──────── LISTING

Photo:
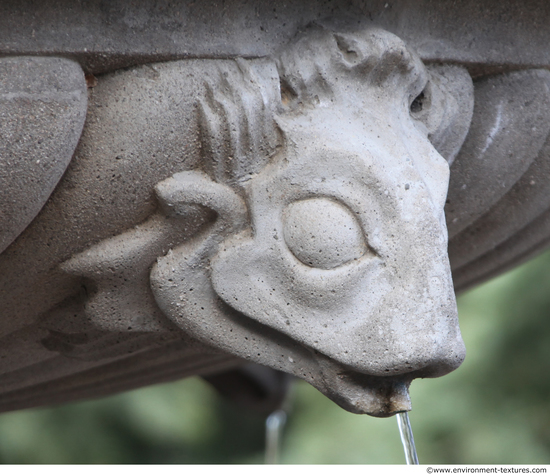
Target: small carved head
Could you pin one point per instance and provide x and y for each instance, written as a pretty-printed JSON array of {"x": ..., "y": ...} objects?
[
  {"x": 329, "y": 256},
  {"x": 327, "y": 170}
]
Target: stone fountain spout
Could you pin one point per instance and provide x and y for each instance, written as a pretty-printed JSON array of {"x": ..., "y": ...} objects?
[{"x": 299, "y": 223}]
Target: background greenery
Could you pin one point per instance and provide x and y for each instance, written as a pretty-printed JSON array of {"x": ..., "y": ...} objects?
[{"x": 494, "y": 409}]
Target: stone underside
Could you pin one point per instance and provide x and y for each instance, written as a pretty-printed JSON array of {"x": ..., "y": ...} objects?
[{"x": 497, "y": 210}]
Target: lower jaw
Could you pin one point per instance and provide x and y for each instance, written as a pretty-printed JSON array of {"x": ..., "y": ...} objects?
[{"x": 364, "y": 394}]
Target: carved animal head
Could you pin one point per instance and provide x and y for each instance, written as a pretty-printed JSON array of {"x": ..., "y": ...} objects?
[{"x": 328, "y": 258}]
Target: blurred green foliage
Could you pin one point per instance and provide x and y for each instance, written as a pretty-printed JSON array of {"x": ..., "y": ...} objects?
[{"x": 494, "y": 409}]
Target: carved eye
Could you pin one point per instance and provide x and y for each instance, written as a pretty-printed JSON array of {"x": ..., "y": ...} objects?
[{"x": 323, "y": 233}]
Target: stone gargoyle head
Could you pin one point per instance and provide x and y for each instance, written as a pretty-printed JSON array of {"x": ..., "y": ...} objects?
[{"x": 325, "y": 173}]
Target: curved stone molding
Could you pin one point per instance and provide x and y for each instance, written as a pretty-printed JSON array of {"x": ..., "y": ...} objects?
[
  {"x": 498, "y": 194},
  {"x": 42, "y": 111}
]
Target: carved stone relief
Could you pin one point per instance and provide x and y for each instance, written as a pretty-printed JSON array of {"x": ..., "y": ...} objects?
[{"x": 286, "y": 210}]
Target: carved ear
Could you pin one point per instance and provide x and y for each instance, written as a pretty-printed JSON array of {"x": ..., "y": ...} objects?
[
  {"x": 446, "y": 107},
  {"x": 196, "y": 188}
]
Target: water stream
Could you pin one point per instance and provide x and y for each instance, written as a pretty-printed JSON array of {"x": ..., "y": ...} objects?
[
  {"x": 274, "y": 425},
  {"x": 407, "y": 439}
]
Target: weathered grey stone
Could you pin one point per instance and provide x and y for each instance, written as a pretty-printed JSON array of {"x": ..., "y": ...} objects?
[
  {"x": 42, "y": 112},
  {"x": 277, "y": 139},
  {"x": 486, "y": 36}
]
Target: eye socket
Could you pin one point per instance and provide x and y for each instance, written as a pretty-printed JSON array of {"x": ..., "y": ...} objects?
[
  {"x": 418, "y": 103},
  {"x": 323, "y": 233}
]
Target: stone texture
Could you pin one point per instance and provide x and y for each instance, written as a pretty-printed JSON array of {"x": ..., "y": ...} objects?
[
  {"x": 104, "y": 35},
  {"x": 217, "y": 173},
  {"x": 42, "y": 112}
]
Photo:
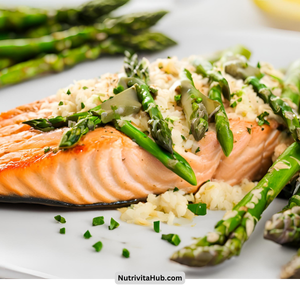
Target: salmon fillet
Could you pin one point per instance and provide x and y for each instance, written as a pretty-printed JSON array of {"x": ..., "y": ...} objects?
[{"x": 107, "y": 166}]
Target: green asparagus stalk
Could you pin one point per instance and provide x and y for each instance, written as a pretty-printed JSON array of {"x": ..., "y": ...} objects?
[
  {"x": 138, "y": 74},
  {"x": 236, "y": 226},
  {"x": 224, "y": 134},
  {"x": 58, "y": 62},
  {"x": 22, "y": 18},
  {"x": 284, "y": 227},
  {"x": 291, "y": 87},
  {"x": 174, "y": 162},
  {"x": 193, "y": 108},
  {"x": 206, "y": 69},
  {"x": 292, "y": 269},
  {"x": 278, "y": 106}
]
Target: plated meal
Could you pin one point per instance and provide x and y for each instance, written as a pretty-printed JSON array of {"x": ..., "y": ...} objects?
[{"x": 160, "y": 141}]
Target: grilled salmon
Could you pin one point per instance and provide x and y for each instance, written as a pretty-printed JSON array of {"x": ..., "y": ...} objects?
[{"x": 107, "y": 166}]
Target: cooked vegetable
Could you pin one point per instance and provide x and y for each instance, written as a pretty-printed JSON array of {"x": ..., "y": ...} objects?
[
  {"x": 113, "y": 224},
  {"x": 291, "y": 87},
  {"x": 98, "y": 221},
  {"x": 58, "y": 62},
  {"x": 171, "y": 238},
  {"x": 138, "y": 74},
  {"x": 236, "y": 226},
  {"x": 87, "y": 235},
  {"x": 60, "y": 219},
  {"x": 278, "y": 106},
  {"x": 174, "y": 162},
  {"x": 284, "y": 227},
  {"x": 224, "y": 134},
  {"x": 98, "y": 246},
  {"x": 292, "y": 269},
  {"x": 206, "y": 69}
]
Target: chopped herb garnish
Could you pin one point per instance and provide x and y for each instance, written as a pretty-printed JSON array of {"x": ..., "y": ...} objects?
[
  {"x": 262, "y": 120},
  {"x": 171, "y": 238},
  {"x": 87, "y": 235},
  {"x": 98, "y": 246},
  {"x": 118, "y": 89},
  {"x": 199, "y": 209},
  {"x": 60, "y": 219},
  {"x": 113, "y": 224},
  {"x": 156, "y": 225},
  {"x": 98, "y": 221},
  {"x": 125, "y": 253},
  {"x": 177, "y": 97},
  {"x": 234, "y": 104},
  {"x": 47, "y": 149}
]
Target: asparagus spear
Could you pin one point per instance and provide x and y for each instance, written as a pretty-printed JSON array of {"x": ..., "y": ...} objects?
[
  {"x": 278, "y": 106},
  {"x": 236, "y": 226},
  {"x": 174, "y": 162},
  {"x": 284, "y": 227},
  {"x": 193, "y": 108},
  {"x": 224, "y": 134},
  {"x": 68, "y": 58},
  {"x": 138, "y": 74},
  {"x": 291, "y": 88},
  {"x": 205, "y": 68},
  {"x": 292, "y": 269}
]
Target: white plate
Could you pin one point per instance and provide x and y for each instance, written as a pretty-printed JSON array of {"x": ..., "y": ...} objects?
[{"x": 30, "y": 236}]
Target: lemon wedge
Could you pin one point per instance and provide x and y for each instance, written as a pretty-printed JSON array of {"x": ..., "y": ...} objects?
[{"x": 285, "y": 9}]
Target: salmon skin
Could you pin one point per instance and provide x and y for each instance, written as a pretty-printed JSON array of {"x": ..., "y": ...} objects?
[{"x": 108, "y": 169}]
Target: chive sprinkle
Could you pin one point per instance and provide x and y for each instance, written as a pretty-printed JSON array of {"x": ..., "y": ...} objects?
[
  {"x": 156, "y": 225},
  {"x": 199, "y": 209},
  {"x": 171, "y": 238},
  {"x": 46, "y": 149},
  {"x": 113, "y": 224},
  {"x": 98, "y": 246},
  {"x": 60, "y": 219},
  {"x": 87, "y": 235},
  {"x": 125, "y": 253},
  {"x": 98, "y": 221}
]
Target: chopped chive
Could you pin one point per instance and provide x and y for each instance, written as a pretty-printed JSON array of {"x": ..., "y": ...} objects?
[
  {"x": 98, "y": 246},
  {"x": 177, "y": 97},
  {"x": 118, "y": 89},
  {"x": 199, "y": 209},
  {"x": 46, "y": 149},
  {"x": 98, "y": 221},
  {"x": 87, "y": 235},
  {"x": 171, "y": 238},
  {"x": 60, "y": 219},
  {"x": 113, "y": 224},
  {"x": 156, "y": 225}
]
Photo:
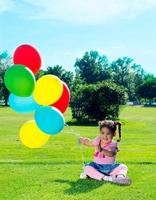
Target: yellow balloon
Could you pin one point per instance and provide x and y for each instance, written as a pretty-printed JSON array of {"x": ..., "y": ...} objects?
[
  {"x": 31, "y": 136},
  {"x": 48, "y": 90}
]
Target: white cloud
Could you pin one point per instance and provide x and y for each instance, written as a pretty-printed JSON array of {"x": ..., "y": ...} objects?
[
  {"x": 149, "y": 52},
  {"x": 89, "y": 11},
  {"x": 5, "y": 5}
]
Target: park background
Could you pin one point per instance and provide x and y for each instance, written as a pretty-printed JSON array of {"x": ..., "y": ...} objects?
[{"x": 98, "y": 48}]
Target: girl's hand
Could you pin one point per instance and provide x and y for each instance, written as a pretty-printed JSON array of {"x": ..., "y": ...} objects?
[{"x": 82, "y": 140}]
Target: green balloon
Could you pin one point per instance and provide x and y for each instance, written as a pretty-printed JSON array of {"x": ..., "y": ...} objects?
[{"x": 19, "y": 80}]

────────────────
──────── LISTING

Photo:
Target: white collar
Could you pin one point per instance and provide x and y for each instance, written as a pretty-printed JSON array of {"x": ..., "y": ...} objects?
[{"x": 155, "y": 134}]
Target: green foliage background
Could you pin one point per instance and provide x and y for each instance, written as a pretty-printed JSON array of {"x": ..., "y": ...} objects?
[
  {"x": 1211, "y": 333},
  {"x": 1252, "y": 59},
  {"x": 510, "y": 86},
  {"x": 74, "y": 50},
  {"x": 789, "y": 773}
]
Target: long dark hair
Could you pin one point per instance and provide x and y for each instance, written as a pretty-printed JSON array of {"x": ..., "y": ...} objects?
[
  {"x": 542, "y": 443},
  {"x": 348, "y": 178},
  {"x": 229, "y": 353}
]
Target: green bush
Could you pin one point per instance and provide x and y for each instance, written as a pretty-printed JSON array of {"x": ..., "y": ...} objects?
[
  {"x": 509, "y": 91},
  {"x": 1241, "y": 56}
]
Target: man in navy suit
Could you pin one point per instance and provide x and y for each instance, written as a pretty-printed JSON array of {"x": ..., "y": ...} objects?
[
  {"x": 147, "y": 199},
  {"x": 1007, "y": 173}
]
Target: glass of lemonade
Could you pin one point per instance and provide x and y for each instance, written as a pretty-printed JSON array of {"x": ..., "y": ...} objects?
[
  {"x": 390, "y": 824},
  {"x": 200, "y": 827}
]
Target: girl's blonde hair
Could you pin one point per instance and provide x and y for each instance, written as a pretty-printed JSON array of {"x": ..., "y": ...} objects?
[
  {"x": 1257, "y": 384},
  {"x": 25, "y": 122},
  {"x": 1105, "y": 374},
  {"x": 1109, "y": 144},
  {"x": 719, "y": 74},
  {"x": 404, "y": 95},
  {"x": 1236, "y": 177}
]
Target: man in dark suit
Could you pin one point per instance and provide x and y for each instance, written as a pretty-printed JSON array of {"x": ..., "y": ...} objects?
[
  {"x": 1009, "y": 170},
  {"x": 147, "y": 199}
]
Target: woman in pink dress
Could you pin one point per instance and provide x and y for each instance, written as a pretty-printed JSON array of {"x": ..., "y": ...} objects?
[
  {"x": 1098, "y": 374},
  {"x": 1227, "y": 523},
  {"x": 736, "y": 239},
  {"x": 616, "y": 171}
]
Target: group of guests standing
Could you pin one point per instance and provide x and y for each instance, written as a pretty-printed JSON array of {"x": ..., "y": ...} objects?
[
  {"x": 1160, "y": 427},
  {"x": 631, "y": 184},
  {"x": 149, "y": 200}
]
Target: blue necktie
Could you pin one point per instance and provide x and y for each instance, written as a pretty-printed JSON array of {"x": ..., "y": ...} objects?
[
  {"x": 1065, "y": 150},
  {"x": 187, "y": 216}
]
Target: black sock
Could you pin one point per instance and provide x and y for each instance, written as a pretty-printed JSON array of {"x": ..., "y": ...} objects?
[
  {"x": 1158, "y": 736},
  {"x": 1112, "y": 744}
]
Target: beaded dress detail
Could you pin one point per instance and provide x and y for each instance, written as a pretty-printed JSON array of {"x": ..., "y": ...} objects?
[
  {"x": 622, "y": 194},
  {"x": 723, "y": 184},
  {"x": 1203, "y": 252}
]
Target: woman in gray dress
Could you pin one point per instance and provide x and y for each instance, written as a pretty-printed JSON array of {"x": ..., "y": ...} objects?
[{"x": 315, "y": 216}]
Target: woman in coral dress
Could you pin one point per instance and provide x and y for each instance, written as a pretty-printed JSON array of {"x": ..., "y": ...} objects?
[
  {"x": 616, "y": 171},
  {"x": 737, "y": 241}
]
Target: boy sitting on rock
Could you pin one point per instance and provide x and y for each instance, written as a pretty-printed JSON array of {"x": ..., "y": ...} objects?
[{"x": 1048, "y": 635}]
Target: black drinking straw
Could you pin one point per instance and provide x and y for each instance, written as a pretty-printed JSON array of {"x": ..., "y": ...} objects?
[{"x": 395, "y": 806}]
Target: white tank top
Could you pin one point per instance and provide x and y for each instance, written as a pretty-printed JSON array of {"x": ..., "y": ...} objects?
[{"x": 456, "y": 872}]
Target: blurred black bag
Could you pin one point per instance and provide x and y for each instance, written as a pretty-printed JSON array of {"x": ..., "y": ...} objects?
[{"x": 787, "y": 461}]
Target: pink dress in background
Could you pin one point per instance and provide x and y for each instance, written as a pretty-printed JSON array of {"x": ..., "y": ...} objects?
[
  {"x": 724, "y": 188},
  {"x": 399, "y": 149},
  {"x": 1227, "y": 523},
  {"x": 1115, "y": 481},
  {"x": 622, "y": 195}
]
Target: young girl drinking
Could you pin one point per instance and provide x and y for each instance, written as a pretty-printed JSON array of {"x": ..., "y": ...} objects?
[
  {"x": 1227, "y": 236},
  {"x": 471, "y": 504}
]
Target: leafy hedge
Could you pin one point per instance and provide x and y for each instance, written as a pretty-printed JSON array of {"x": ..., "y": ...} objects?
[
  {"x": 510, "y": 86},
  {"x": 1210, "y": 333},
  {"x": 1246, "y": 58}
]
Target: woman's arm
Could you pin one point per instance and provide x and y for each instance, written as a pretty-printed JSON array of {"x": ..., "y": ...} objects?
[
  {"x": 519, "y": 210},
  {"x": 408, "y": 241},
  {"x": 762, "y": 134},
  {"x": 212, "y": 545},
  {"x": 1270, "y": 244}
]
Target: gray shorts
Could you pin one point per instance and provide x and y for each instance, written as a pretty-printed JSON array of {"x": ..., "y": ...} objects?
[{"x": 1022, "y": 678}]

────────────────

THE TASK =
From the items above, please pull out every line that contains the word "carved" and list them.

TASK RESPONSE =
Target: small carved head
Target: carved animal head
Target: carved eye
Target: carved stone relief
Target: carved ear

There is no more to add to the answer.